#### Record list
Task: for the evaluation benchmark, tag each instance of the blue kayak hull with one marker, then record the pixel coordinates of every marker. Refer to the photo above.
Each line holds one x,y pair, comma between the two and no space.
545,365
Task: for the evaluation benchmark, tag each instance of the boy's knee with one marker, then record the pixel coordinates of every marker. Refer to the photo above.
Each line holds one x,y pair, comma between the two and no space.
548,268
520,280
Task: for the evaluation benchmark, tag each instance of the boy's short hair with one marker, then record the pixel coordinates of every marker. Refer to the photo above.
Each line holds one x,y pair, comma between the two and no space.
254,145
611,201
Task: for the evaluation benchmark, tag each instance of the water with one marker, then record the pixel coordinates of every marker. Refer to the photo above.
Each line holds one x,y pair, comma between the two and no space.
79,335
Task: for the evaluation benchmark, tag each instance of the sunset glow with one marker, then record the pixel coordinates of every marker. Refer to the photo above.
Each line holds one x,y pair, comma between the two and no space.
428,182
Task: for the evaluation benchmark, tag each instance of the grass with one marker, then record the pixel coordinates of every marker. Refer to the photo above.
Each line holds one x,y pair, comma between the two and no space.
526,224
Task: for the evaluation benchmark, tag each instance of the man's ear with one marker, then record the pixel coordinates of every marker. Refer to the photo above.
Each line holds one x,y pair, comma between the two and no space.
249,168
########
> [Required work]:
Reproduce verbatim every line from the one containing "of the sunset" up to and including the final line of the items.

> [Final answer]:
Task: for the evaluation benchmark, tag each instance of the sunset glow with one marker, then record the pixel coordinates of every marker. Refer to the photo above.
Each line holds one x,y pair, comma between the two and no space.
428,182
Task: for the evaluation benchmark, tag each instance of the grass with one marker, then record the pixel coordinates of every marker. Refer to the photo above.
Each line holds one x,y pair, comma between the two and no space.
526,224
Task: for the evaluation benchmark, tag each instance of the man's ear with one marker, then record the pixel coordinates of every marker. Refer to the photo above.
Each line holds one x,y pair, comma between the two and no space.
249,168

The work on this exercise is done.